##### DOCUMENT TEXT #####

To: "Barker, Sean (UK)" <Sean.Barker@xxxxxxxxxxxxxx>
Cc: "[ontolog-forum]" <ontolog-forum@xxxxxxxxxxxxxxxx>
From: Pat Hayes <phayes@xxxxxxx>
Date: Fri, 31 Aug 2007 12:17:52 -0500
Message-id: <p06230929c2fdf70a8064@[]>
>To continue on from (was ckae)
>       I go into my local greengrocer, and ask the robot assistant for
>"three green apples, please". it goes off to the drawer marked apples,
>checks the colour against a colour chart, and counts out three (I assume
>Decrement accumulator Jump on Zero is built into the machine code). From
>the point of pragmatics, so far so good. In this description, I have no
>need to ask about semantics, or the concepts the robot is using.    (01)

You really need to find out more about actual robotics and AI 
generally. These points you are trying to make belong in a discussion 
from 40 years ago. There is absolutely no way that such a robot could 
be made to do any of this without having a huge internal system of 
knowledge represented in some processable form, probably in fact in 
an ontology.    (02)

>       If I look at the question of "how did it understand me?", I
>could propose a simple syntactic solution - the robot expects sentences
>of the form <quantity> [<qualifier>] <product>.    (03)

#####

**REQUIREMENT 1:**
Answer these questions from the email:
(a) On what date was it sent?
(b) What does the customer ask the robot assistant for?
(c) The reply says the points being made belong in a discussion from how many years ago?
**REQUIREMENT 2:**
Please list every header field name shown at the top of the email.
**REQUIREMENT 3:**
Carry on writing the email from its last sentence.
The lines that follow come from a separate source.

##### MATERIAL SUPPLIED #####

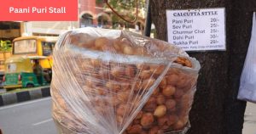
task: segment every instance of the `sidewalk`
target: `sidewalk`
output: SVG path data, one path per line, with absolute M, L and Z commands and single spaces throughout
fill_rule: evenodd
M 256 103 L 247 102 L 242 134 L 256 134 Z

#####

**EXPECTED ANSWER 1:**
(a) Fri, 31 Aug 2007
(b) Three green apples
(c) 40 years ago

**EXPECTED ANSWER 2:**
To, Cc, From, Date, Message-id

**EXPECTED ANSWER 3:**
Not a hope in hell that this would work. I have colleagues here who 
are in fact building systems which converse at just about this kind 
of conversational level with naive humans (see for example 
for an overview, and the references there for more details). How such 
systems understand is a very complicated question to answer, 
involving perception of the social context, the common task, grammar, 
phonology and discourse structure.    (04)

>       I could do something a little more complex, and add a dictionary
>which, among other things, includes the information that a word is one
>of {quantifier | qualifier | product* | noise}. (Is this an ontology?)    (05)

No.    (06)

>This probably allows the robot to be more flexible, for example, to deal
>with requests such as "A bottle of your best claret, my good man". I
>could adduce more complex approaches, and perhaps replace the robot by a
>self programming soft machine, which will happy argue semantics with the
>next man.    (07)

Self programming soft machine?? I'm sorry, but you really do not seem 
to have any idea what you are talking about. There is no point in 
continuing this discussion thread. Learn something about AI and NLP 
before giving us all such bland, shallow advice about how to design 
ontologies, please.    (08)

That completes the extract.